GIVEN TASK: Exclude the pictures and retype the entries as written.

## begin

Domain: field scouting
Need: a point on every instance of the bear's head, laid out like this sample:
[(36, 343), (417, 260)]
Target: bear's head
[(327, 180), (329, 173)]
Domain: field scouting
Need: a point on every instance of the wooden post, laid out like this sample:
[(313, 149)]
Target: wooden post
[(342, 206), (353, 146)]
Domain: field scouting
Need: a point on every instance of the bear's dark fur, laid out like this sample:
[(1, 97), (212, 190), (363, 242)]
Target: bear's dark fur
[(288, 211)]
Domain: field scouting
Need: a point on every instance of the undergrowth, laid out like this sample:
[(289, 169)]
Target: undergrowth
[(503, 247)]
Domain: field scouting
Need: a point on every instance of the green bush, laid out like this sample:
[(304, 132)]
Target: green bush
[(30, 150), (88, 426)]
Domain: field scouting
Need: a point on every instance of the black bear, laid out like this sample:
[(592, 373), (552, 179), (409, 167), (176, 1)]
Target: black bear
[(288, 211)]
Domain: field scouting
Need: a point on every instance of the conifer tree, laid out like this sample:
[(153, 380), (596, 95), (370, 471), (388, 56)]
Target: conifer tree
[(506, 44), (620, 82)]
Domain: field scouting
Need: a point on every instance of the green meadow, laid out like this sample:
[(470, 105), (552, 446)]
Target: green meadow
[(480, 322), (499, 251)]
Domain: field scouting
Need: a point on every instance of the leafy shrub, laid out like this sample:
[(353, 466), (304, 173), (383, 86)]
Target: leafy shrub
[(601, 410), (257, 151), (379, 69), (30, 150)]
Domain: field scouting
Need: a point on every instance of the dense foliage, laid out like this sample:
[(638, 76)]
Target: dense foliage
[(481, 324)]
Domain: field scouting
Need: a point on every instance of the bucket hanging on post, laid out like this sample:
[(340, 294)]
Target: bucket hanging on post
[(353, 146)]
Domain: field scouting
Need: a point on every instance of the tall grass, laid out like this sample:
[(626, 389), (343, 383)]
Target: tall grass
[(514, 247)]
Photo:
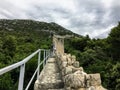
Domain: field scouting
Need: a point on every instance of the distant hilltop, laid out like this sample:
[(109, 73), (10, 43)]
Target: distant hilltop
[(30, 25)]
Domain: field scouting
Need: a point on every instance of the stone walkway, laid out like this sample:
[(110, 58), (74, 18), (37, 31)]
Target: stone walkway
[(50, 78)]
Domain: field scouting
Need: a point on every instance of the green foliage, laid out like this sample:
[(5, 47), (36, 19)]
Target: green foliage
[(99, 56)]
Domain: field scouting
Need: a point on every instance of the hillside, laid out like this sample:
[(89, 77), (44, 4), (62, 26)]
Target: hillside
[(20, 38), (31, 25)]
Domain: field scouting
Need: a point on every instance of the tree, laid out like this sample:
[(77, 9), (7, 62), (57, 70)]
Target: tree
[(114, 41)]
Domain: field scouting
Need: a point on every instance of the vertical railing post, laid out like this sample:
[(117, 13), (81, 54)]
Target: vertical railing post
[(39, 57), (44, 59), (21, 77)]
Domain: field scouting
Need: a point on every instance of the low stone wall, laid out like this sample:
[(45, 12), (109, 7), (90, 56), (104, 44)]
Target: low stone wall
[(74, 77)]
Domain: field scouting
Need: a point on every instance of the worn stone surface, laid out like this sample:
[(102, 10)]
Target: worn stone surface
[(50, 77)]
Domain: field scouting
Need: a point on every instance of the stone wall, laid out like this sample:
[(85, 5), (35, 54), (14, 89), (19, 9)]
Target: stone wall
[(74, 77)]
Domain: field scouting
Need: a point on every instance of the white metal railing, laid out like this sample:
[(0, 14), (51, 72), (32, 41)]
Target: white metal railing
[(22, 63)]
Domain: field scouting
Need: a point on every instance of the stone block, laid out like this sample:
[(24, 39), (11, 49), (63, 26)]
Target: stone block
[(76, 64), (95, 79)]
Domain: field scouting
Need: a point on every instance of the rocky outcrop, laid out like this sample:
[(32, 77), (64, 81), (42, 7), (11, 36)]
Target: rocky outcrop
[(74, 77)]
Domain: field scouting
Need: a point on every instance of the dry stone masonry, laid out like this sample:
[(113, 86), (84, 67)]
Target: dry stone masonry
[(63, 72), (74, 77)]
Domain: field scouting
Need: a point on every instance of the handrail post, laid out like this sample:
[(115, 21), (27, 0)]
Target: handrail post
[(39, 57), (44, 59), (21, 77)]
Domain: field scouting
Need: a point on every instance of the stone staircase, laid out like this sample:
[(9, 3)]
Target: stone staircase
[(50, 77)]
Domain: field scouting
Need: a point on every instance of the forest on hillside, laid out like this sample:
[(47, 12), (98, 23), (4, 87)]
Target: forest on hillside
[(99, 55), (95, 55)]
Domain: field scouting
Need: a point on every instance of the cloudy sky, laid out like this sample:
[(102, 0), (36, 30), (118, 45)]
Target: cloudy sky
[(93, 17)]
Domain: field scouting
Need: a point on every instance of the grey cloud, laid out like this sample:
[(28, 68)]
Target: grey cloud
[(88, 17)]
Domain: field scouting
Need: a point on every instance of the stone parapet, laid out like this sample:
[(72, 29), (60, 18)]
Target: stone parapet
[(74, 77)]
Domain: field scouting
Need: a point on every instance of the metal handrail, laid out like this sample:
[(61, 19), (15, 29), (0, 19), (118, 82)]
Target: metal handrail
[(22, 63)]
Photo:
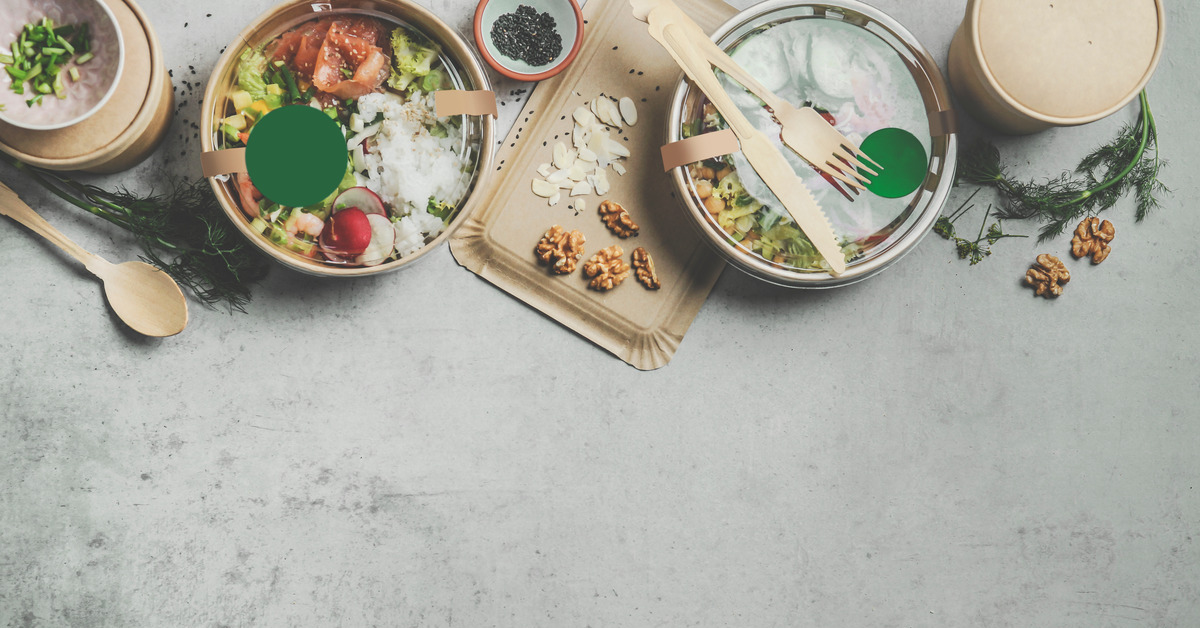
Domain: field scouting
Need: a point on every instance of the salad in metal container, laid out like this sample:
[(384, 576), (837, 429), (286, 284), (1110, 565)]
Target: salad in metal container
[(407, 171), (859, 84)]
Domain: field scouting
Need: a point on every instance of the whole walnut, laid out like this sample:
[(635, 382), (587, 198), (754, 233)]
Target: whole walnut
[(1048, 276), (1092, 238), (561, 250), (606, 269)]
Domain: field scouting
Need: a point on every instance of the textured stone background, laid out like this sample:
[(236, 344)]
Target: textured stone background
[(930, 448)]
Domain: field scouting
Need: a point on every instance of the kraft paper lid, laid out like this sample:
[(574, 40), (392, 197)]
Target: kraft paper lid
[(1069, 58), (106, 125)]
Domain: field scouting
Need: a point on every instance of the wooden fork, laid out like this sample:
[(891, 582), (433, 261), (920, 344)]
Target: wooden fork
[(804, 130)]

## end

PROBLEM SOLUTION:
Domain: field scouting
Need: a point on every instance of the bear's head, laid out like this sample:
[(36, 343), (417, 260)]
Target: bear's head
[(327, 180), (329, 173)]
Domain: field scouting
Need: a point on every instance of the wooden post, laid out like this sample:
[(313, 149)]
Target: wooden post
[(342, 206), (353, 146)]
Domain: field scouting
Need: a point on every instance of the bear's dark fur, laid out like this sample:
[(1, 97), (212, 190), (363, 242)]
Target: bear's dark fur
[(288, 211)]
Domain: field scouting
Need: a point on every instance of the undergrowth, laid out like this sample:
[(289, 169)]
Target: undergrowth
[(503, 247)]
Domain: field scouting
Need: a point on every instance of the green bush, laid out like this sample:
[(304, 132)]
Target: green bush
[(30, 150), (88, 426)]
Domain: field scouting
Need: a point on every instance of the black bear, laid out like this sample:
[(592, 373), (552, 179), (409, 167), (176, 1)]
Target: black bear
[(288, 211)]
Domain: field scouting
Need: a point on every instance of the conifer tree, laid out like this sample:
[(153, 380), (596, 95), (370, 471), (388, 56)]
Target: conifer tree
[(506, 44), (620, 82)]
Domain: field scouting
Need: a point on every instance of the green meadow, laid out like this sample:
[(470, 105), (552, 446)]
Target: green meadow
[(480, 322), (499, 251)]
Domain: field scouting
Need: a point on every instance of the leafy shrub, laid out like this sample:
[(353, 466), (304, 173), (383, 86)]
Target: leafy shrub
[(601, 410), (257, 151), (379, 69), (30, 150)]
Domain: field scouting
Need: a point on every instance of the dense foliage, laid out like this sample:
[(638, 76)]
Target: dense foliage
[(481, 324)]
Domain: field scouting
Need: a point on every instance of the bucket hanging on post, laid out like this sample:
[(340, 294)]
Target: bucket hanging on post
[(353, 146)]
Domain: field scouting
Need: a point on every instance of the tall grass, laid out like this sample:
[(626, 389), (343, 383)]
Target: tall grass
[(514, 247)]
Photo:
Domain: field scouting
Need: a point on every instance of the distant hilltop, laid out like this sample:
[(109, 73), (10, 43)]
Target: distant hilltop
[(30, 25)]
Domain: field scouting
Need: a point on every instance of the stone walkway, laid out like this sample:
[(110, 58), (74, 18), (37, 31)]
Target: stone walkway
[(50, 78)]
Domain: field scouting
Need: a point on every instance of the green foliage, laid out like this sample:
[(5, 47), (36, 19)]
Target: green foliage
[(99, 56)]
Domain: field scouting
Need: a point on every instance of the hillside, laid out like this sample:
[(89, 77), (44, 4), (62, 26)]
Target: hillside
[(20, 38), (31, 25)]
Domain: field scouting
Need: a point on every instance of the tree, laid out like this sample:
[(77, 9), (7, 62), (57, 70)]
Target: tree
[(114, 41)]
Domain: field scouting
Need: a point on every instance of the vertical railing post, laid out like this sample:
[(117, 13), (81, 54)]
Target: vertical railing post
[(39, 57), (44, 59), (21, 77)]
Domain: field scouting
Need: a point on every instance of the low stone wall, laid out like this sample:
[(45, 12), (109, 7), (90, 56), (104, 44)]
Target: low stone wall
[(74, 77)]
Domain: field scouting
Need: a point on every instance of the worn stone surface, laid out like this sample:
[(102, 10)]
Target: worn stone surface
[(50, 77)]
Domain: field scouting
Need: a point on every instance of the stone wall, laid out like this sample:
[(85, 5), (35, 54), (14, 89), (19, 9)]
Target: stone wall
[(74, 77)]
Domain: field scouting
Need: a point on every instance of the white metal railing, laid out like this sample:
[(0, 14), (51, 72), (32, 41)]
Target: white metal railing
[(22, 63)]
Domain: field scouting
Need: a point on every instance of the stone block, laid out like this sample:
[(24, 39), (11, 49), (63, 26)]
Target: stone block
[(76, 64), (95, 79)]
Domain: field scouting
Need: a point on every instance of the rocky outcrop, laid out like this sample:
[(32, 77), (64, 81), (42, 7), (11, 36)]
Target: rocky outcrop
[(74, 77)]
Domain: field scouting
Need: a point on every instance of the dry stone masonry, laid out like this sample:
[(113, 86), (84, 67)]
Target: dry stone masonry
[(63, 72), (74, 77)]
Domain: field scouting
Need: a point on every instance of the handrail post, laid out like this sample:
[(115, 21), (27, 0)]
Target: handrail post
[(39, 57), (44, 59), (21, 77)]
Domain: field scouting
Need: a point on every instance of the stone staircase, laid out like this sample:
[(9, 3)]
Target: stone staircase
[(50, 77)]
Domain: field scouting
Need: a point on every instance of the forest on hillside, laid out like this sample:
[(47, 12), (98, 23), (4, 87)]
Target: forest on hillside
[(99, 55), (95, 55)]
Domain: field scouting
Need: a point on every instance of the cloudy sky, laid out like this sample:
[(102, 0), (36, 30), (118, 45)]
Target: cloudy sky
[(93, 17)]
Domain: field scouting
Need: a point on every instance of the grey cloud, laid out like this sample:
[(28, 68)]
Target: grey cloud
[(88, 17)]
Domain: field scouting
Need: a point on every instance of the stone parapet, laid out like this sample:
[(72, 29), (60, 18)]
Target: stone parapet
[(74, 77)]
Domain: field scouting
Need: a point on every instance of the metal handrail, laid out like this sample:
[(61, 19), (15, 29), (0, 19), (118, 82)]
Target: metal handrail
[(22, 63)]
Photo:
Domain: field scouting
Need: a point on every instance of the salad in metal container, laid out like this sample:
[(384, 576), (837, 429), (286, 284), (1110, 565)]
Target: salad in metal container
[(407, 171), (859, 84)]
Domain: field scouting
Need: a point on every instance of the whole walnut, laid out like this sample:
[(635, 382), (587, 198), (754, 233)]
Target: whole walnut
[(1048, 276), (1092, 238), (561, 250), (606, 269)]
Domain: field scouting
Need: a point on every instance of the textured stone background, laid out like this sample:
[(236, 344)]
Target: textured stone background
[(930, 448)]
Domain: field scouting
Need: a point on every instance of the kraft paper lid, laid out like this sample:
[(574, 40), (392, 197)]
Target: kraft paper lid
[(1069, 58), (106, 125)]
Domain: field scouting
Need: a point on every instance of the wooden fork, laid out like this sample:
[(891, 582), (433, 261), (920, 344)]
Target: wooden fork
[(804, 130)]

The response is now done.